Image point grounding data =
**********

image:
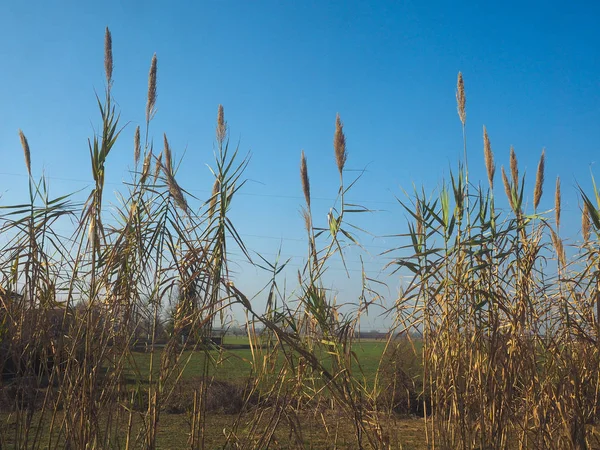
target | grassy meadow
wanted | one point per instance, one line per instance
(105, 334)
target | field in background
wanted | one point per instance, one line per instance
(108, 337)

**********

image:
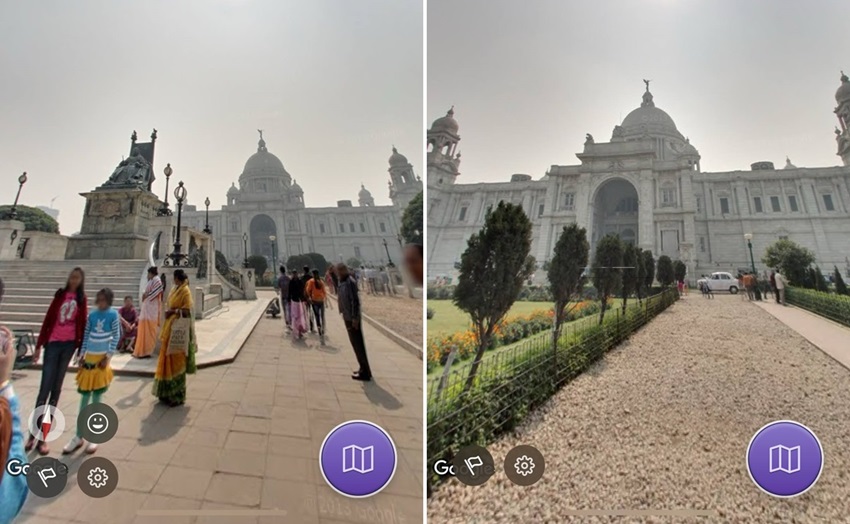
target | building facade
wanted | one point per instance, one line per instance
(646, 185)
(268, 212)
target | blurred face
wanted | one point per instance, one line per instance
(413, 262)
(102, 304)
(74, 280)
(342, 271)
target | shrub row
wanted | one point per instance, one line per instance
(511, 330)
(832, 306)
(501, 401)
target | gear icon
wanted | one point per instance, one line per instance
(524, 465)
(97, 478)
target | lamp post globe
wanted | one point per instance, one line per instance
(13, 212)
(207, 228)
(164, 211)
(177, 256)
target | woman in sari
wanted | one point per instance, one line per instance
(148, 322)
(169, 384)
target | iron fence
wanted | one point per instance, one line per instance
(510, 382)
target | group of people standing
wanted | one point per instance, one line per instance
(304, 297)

**********

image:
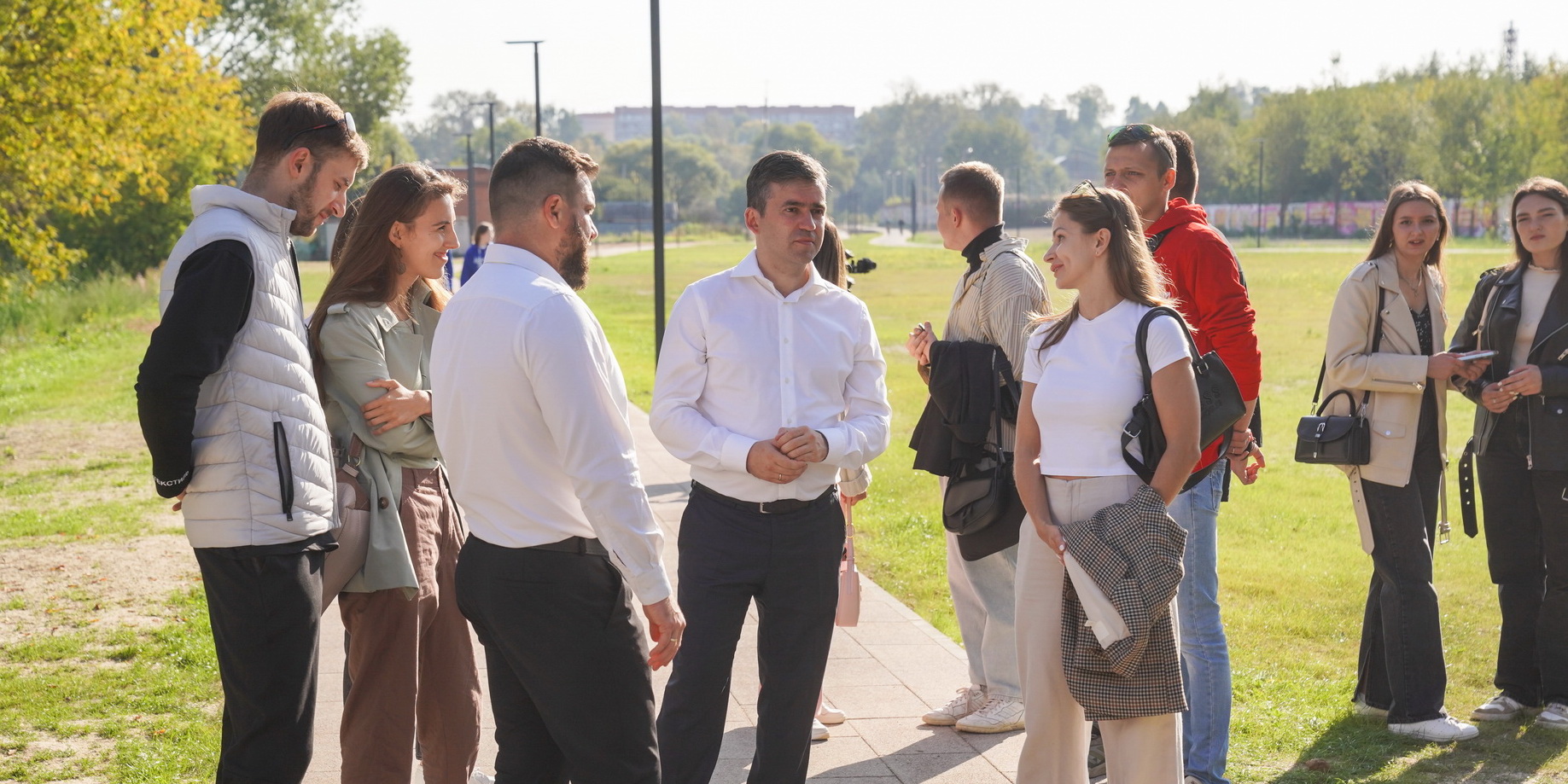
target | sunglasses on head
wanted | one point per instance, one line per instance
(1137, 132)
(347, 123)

**********

Task goal =
Find the string "target" in the data. Report each line it appears in.

Answer to this problem =
target | grassy meadow
target | field in background
target | building facade
target | blurred face
target | shrub row
target | gear icon
target | lamp post globe
target | woman in sari
target | iron fence
target | group of people standing
target | sunglasses on head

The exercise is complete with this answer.